═════ Document section ═════

From: Jiaying Zhang <jiayingz@google.com>
To: Theodore Tso <tytso@mit.edu>
Cc: Andreas Dilger <adilger@sun.com>,
Frank Mayhar <fmayhar@google.com>,
Eric Sandeen <sandeen@redhat.com>,
Curt Wohlgemuth <curtw@google.com>,
ext4 development <linux-ext4@vger.kernel.org>
Subject: Re: Question on fallocate/ftruncate sequence
Date: Mon, 31 Aug 2009 12:40:29 -0700 [thread overview]
Message-ID: <5df78e1d0908311240s3205b4bcrb65b2552b4ed579c@mail.gmail.com> (raw)
In-Reply-To: <20090830025250.GA25768@mit.edu>
Thanks a lot for the comments and suggestions!

═════ Rows ═════

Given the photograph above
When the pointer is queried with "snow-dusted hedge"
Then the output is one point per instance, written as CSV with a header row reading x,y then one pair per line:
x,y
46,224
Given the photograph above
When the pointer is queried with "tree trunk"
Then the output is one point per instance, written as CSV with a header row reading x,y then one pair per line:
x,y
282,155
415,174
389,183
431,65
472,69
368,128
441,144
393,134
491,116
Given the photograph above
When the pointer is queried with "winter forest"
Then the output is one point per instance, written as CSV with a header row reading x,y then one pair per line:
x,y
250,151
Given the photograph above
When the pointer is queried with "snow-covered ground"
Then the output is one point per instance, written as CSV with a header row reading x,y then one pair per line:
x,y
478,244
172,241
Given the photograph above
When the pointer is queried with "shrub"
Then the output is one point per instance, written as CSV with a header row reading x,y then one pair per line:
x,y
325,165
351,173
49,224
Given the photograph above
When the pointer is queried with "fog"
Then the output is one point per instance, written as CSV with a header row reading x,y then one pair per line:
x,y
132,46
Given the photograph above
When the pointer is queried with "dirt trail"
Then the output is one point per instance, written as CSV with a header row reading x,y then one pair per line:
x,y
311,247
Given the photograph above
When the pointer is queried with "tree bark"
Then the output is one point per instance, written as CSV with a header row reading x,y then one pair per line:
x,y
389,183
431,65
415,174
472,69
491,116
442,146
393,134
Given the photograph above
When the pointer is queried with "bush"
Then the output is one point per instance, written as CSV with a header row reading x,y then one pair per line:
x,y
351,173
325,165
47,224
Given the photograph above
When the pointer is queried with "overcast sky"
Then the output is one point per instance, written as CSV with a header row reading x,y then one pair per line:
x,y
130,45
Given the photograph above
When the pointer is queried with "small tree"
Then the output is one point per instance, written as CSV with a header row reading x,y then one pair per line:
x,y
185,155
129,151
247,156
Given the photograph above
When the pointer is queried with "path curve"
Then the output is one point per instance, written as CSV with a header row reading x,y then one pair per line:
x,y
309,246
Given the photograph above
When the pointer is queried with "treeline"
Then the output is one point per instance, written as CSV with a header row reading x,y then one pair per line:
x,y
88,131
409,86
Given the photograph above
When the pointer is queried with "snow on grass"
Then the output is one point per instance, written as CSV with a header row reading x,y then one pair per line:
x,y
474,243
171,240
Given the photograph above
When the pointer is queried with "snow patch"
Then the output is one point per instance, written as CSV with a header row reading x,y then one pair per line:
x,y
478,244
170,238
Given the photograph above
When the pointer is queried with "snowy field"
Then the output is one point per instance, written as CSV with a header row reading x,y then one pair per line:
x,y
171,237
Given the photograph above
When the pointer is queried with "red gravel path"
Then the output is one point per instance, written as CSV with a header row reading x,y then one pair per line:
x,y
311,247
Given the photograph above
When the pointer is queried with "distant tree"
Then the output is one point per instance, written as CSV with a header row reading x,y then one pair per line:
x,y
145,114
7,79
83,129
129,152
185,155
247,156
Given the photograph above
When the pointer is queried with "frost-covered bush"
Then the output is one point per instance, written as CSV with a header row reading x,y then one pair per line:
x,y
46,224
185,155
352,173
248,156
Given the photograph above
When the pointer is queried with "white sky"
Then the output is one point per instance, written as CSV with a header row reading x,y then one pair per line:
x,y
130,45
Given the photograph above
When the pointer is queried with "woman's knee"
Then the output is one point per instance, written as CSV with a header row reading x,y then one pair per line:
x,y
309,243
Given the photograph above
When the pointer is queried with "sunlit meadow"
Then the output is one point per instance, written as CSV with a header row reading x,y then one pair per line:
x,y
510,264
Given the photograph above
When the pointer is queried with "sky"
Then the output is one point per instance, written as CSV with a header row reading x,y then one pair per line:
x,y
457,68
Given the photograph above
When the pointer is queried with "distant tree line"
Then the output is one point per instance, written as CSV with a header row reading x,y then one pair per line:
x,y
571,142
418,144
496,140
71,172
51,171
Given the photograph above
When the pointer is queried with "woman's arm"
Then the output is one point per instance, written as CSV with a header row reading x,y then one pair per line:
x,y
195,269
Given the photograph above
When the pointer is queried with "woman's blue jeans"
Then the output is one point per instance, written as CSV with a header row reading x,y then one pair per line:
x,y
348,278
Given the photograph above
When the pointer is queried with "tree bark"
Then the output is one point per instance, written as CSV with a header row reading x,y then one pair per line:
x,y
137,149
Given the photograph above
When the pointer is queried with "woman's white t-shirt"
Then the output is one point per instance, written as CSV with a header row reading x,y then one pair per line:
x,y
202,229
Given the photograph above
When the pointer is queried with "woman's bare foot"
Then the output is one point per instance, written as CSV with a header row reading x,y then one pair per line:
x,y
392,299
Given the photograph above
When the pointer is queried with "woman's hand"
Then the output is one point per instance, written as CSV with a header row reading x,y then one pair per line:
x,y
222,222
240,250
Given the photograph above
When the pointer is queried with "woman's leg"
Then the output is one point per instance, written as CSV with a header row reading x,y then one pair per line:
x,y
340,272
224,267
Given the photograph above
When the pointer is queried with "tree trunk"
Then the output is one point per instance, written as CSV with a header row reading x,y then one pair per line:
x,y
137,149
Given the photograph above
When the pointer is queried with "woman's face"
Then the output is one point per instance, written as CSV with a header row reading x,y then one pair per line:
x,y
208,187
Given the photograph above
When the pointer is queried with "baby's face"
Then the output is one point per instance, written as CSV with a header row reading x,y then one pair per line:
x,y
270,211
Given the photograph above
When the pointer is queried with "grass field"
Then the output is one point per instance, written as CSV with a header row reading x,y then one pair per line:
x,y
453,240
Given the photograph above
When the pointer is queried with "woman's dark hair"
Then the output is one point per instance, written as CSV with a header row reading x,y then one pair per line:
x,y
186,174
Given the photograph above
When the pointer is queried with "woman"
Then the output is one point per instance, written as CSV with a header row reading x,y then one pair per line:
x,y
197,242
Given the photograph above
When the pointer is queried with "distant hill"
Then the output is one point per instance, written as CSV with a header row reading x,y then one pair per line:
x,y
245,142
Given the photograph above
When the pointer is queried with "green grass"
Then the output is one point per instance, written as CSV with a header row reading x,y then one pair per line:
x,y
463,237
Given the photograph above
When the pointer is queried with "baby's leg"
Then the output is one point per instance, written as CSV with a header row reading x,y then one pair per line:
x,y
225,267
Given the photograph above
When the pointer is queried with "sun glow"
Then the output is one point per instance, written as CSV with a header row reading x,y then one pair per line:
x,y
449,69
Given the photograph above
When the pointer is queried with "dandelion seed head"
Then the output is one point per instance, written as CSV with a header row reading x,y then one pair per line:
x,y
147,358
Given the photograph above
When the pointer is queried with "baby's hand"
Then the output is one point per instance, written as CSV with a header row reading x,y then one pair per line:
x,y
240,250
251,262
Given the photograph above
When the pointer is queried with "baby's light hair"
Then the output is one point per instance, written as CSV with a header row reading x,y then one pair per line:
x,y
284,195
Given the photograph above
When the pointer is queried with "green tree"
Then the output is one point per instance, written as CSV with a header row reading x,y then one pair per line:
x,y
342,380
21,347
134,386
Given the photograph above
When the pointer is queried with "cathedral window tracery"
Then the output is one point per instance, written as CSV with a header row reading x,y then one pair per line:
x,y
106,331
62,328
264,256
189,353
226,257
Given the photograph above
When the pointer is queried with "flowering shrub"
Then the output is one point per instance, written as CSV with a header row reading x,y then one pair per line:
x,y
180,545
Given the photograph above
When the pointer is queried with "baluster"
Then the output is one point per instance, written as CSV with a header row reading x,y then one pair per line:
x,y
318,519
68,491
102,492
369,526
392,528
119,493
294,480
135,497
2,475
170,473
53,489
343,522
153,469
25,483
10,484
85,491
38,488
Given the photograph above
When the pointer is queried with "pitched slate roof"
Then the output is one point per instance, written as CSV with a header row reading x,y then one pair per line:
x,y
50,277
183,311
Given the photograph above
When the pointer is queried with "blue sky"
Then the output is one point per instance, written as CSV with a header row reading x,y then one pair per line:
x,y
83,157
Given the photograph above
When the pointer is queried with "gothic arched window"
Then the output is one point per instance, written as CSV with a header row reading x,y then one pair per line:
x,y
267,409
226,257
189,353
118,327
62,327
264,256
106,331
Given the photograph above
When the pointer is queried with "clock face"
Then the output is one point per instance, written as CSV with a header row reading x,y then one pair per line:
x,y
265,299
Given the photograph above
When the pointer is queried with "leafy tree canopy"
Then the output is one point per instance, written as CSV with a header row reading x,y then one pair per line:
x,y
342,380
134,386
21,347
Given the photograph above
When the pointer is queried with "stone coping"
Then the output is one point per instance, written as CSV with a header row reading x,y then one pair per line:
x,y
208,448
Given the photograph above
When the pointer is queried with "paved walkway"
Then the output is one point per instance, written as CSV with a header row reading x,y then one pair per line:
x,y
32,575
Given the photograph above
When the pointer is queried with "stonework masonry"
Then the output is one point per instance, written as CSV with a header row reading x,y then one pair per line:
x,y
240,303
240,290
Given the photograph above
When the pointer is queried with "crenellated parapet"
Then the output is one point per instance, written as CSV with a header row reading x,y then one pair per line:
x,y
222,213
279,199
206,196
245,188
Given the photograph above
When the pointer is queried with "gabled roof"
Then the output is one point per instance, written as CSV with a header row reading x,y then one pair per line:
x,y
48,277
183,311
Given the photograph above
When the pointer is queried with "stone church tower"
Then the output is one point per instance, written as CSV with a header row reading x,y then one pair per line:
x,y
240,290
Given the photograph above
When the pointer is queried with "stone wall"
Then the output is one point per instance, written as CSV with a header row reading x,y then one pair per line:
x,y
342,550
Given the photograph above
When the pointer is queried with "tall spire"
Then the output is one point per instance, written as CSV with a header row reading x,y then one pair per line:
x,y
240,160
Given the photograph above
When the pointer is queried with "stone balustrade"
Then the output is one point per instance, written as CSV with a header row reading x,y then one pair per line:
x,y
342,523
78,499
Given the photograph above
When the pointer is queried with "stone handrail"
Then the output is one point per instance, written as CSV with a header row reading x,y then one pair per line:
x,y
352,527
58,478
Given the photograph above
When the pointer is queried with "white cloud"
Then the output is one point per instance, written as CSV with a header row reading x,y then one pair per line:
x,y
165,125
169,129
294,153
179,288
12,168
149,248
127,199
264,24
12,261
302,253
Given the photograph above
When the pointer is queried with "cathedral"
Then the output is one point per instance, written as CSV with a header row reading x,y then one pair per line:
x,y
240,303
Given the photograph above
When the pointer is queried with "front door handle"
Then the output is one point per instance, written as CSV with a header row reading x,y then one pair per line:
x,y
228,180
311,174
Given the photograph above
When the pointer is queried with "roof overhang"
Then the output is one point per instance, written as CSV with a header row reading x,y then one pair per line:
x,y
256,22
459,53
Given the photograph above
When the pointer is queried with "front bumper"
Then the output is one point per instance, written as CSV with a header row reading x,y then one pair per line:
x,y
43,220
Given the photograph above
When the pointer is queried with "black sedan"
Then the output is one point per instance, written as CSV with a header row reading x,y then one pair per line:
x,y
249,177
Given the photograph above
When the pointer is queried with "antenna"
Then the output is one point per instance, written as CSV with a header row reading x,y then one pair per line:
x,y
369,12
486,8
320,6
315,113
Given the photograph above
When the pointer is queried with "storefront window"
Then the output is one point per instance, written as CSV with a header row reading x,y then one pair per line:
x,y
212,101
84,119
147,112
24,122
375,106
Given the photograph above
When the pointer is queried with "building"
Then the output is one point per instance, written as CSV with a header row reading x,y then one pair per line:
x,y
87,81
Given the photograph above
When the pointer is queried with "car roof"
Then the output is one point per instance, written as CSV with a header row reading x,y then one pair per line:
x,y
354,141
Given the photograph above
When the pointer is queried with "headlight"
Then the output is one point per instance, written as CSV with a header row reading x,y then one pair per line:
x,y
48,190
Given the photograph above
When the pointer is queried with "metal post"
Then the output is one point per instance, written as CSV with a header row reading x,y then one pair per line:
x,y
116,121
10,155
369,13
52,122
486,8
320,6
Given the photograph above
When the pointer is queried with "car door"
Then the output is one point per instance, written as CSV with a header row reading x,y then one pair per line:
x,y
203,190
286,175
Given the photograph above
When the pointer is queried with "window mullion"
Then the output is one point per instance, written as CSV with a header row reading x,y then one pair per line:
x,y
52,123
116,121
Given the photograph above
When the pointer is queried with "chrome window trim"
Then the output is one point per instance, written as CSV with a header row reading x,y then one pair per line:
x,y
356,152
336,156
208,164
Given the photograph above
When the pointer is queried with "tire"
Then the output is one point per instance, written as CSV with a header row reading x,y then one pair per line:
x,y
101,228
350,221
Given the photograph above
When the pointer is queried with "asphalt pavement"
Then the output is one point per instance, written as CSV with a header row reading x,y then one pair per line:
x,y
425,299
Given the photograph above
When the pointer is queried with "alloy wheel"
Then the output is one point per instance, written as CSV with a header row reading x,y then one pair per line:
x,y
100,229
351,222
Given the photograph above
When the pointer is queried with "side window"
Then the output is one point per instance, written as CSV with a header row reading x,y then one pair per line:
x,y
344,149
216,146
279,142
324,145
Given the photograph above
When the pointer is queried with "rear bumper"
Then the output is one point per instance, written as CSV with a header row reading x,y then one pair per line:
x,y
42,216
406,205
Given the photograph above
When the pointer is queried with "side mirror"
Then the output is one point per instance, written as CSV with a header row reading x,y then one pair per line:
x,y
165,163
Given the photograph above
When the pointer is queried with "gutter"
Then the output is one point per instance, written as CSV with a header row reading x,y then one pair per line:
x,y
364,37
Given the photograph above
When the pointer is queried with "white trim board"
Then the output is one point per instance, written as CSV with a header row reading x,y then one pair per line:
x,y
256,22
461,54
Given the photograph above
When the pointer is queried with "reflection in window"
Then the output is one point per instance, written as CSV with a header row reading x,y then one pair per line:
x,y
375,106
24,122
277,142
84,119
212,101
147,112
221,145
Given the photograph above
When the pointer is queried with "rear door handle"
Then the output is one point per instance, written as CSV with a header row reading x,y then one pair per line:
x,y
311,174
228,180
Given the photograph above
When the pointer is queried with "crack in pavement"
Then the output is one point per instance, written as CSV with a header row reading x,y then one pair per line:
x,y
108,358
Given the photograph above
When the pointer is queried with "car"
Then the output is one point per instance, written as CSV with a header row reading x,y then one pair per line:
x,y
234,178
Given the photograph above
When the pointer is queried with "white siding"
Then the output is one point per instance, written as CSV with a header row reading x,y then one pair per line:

═════

[Directives]
- A) What is the subject line of the email?
- B) Copy the part of the email that begins with the words containing "From: Jiaying Zhang" and ends with "comments and suggestions!".
- C) List every email address in the Cc field of the email.
Work only from the email.

[Exercise results]
- A) Re: Question on fallocate/ftruncate sequence

- B)
From: Jiaying Zhang <jiayingz@google.com>
To: Theodore Tso <tytso@mit.edu>
Cc: Andreas Dilger <adilger@sun.com>,
Frank Mayhar <fmayhar@google.com>,
Eric Sandeen <sandeen@redhat.com>,
Curt Wohlgemuth <curtw@google.com>,
ext4 development <linux-ext4@vger.kernel.org>
Subject: Re: Question on fallocate/ftruncate sequence
Date: Mon, 31 Aug 2009 12:40:29 -0700 [thread overview]
Message-ID: <5df78e1d0908311240s3205b4bcrb65b2552b4ed579c@mail.gmail.com> (raw)
In-Reply-To: <20090830025250.GA25768@mit.edu>
Thanks a lot for the comments and suggestions!

- C)
adilger@sun.com
fmayhar@google.com
sandeen@redhat.com
curtw@google.com
linux-ext4@vger.kernel.org